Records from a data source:
[BEGIN]

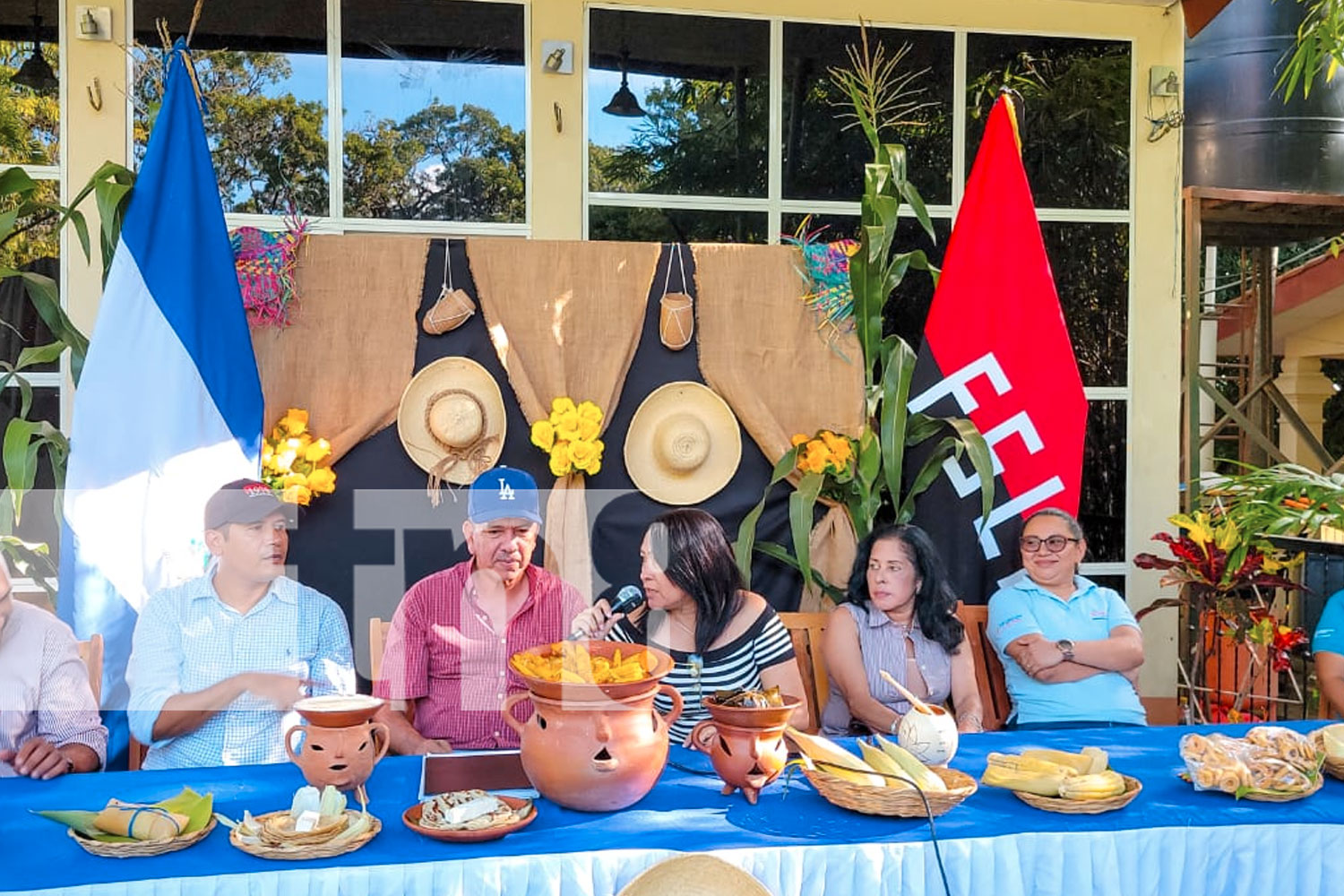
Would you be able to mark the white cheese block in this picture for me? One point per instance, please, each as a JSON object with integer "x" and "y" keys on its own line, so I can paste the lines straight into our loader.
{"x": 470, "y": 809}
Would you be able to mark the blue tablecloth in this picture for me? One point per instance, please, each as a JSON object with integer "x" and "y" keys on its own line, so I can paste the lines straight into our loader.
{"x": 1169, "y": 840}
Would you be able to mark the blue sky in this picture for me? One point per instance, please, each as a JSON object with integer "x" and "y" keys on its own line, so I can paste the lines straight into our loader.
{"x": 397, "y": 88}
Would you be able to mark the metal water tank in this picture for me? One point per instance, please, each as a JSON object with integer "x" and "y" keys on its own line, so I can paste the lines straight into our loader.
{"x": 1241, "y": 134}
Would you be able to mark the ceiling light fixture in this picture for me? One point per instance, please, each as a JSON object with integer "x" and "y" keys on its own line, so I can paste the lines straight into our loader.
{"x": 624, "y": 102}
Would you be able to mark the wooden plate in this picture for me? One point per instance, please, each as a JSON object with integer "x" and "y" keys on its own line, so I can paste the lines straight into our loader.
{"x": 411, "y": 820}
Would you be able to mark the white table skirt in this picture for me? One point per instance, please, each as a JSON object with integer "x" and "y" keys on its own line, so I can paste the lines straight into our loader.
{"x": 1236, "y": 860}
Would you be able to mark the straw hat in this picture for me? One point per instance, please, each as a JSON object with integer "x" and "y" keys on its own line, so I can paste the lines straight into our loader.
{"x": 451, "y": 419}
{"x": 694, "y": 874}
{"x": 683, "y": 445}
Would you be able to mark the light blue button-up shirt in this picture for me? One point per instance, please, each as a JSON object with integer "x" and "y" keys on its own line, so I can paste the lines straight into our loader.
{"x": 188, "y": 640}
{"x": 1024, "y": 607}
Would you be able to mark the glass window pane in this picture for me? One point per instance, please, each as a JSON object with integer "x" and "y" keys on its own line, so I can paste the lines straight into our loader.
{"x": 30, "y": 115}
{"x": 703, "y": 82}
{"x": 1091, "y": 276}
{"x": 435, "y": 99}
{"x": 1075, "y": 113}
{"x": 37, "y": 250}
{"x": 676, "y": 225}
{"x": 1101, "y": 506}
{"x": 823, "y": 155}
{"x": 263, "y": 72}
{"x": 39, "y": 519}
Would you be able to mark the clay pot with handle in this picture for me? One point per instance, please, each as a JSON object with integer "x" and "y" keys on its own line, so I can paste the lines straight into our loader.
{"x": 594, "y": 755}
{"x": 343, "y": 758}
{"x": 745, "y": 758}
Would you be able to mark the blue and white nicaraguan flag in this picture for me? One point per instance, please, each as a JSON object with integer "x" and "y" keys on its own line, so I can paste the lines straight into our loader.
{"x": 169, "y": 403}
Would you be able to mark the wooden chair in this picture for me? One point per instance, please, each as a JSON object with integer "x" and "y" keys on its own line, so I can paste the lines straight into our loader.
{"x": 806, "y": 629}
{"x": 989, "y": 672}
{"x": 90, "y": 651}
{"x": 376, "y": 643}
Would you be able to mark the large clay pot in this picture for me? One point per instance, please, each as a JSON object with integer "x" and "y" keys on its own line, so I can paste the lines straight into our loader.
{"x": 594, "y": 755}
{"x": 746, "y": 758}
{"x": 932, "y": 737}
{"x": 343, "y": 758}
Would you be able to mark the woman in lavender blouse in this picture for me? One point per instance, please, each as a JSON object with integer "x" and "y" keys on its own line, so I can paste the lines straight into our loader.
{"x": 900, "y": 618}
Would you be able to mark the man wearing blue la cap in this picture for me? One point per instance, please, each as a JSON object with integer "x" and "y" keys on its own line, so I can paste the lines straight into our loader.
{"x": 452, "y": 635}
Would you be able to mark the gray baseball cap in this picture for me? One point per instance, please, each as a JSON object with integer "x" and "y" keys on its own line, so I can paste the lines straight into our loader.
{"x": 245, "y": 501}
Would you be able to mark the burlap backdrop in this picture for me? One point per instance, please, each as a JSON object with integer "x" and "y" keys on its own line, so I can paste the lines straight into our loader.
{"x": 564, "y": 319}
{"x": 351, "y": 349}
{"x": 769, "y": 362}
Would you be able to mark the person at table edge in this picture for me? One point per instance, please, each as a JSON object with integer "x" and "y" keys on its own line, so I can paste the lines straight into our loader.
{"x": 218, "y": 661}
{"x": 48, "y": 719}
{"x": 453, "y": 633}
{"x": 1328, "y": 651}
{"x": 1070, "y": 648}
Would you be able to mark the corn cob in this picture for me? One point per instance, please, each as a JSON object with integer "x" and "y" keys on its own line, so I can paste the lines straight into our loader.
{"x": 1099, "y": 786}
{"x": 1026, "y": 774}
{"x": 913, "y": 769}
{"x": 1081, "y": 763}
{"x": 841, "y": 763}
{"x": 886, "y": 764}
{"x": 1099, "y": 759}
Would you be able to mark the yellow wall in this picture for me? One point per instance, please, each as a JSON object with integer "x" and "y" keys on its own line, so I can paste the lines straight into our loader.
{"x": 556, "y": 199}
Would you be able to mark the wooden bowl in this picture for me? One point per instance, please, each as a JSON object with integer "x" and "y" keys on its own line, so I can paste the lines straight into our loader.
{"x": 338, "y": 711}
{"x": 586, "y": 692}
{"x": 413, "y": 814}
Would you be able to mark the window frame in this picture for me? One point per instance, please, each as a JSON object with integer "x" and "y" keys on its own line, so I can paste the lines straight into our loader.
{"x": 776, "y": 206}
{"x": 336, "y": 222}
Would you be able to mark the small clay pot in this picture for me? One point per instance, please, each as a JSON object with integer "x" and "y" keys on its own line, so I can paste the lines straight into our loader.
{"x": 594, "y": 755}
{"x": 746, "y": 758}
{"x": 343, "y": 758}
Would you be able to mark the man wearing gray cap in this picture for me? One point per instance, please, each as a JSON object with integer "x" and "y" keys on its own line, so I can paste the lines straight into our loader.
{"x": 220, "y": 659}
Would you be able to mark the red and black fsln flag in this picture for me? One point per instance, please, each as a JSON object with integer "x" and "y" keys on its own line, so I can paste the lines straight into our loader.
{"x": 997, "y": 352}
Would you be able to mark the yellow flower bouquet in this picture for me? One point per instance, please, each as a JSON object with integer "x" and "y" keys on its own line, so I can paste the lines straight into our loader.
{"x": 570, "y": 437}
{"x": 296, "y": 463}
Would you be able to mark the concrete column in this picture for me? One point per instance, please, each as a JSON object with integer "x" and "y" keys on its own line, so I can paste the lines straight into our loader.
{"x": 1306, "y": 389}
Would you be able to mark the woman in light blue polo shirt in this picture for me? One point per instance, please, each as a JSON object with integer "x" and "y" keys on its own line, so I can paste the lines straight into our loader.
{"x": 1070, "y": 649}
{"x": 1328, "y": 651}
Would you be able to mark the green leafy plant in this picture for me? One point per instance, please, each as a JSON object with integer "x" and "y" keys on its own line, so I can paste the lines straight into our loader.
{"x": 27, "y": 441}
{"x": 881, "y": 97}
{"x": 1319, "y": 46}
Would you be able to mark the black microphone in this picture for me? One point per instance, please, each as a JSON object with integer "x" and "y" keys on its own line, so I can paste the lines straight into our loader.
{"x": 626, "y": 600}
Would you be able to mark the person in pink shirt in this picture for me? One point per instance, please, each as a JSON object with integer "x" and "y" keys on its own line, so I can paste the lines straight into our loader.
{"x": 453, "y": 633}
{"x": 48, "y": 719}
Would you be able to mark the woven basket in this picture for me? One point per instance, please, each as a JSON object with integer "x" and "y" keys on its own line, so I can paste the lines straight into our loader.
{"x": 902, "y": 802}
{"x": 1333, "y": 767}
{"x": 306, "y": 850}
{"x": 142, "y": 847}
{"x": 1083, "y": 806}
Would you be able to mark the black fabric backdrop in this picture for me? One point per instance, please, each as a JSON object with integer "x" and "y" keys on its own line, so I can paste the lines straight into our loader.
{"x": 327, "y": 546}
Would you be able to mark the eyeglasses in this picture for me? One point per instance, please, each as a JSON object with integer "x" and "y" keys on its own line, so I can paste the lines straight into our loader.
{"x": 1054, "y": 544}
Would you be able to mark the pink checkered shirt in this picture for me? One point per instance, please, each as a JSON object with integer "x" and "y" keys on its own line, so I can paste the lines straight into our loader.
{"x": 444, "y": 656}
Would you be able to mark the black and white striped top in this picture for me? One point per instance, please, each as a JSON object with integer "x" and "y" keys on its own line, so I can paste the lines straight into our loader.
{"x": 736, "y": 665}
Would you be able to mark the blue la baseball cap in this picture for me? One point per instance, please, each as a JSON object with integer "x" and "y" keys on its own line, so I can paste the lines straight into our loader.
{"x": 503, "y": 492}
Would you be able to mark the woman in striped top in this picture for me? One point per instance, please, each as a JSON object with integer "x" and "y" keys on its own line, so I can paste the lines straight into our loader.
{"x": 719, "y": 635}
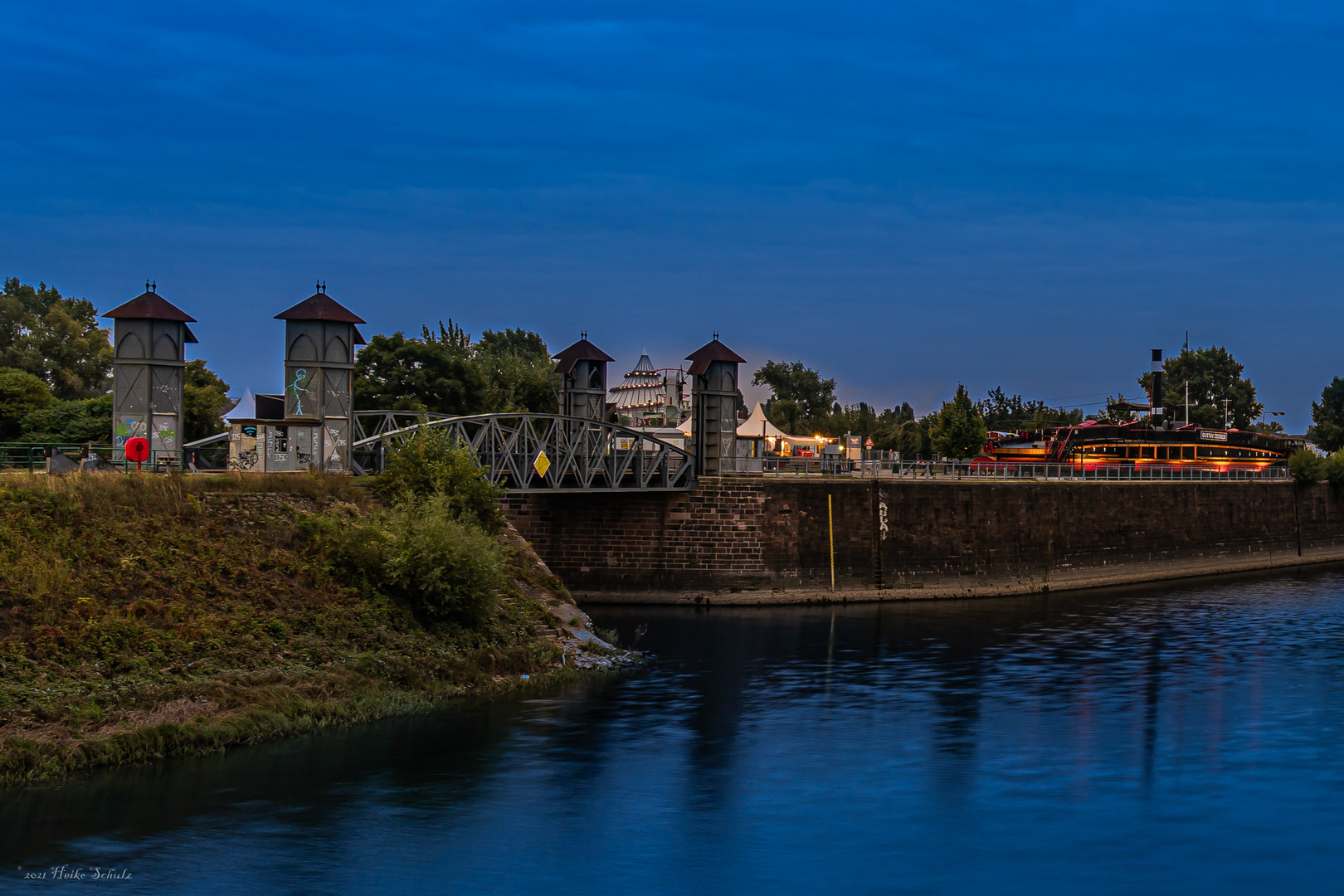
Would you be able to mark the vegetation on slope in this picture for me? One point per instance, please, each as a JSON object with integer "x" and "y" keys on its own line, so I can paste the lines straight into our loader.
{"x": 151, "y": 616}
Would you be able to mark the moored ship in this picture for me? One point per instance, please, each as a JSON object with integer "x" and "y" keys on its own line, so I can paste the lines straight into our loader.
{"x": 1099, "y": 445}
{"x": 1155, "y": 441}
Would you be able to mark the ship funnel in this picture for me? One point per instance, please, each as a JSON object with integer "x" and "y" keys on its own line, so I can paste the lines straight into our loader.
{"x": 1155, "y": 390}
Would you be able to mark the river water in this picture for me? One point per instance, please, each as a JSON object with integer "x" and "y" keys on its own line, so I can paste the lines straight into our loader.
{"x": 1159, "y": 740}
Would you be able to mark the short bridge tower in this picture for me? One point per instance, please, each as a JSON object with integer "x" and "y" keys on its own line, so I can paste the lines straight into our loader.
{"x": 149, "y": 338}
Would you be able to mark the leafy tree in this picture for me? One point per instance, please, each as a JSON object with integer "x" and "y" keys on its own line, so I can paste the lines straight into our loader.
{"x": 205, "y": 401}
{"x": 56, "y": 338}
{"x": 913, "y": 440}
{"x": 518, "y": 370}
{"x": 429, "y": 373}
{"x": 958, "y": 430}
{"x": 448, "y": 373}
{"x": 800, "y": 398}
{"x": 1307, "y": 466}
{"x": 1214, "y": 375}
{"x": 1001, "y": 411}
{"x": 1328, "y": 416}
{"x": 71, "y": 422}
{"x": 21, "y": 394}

[END]

TASK DETAILS: Using the material above, extract the line that contains "Would you be able to mark the ship" and every line after it, exactly as given; stop at the last line.

CORRECT OUTPUT:
Would you be able to mark the ship funnel in this picture for me? One point per instance, please, each as a JSON object with integer "x" and "y" keys on its own line, so I can paste the lines straight into our loader.
{"x": 1155, "y": 390}
Would you be able to mark the river water in this picture for me? One point per instance, please, each as a JSON object with integer "x" and "y" keys on its own line, so I can paste the lines straight into our loader.
{"x": 1159, "y": 740}
Would you be able to mark the short bridge tower in this picture for me? One point per instance, please, each as a JSON object with integer "x" and "y" keys on its own line, so I can paste the lines straight into our loader.
{"x": 149, "y": 338}
Would you be able to mark the leafy tree in this picture for me? One point per instance, please, each as a JSON object with integer "x" and "y" keys on its own line, so I can paste the lines straight into our loader.
{"x": 205, "y": 401}
{"x": 56, "y": 338}
{"x": 913, "y": 440}
{"x": 518, "y": 370}
{"x": 429, "y": 373}
{"x": 958, "y": 430}
{"x": 448, "y": 373}
{"x": 800, "y": 398}
{"x": 1307, "y": 466}
{"x": 1214, "y": 375}
{"x": 1001, "y": 411}
{"x": 1328, "y": 416}
{"x": 71, "y": 422}
{"x": 21, "y": 394}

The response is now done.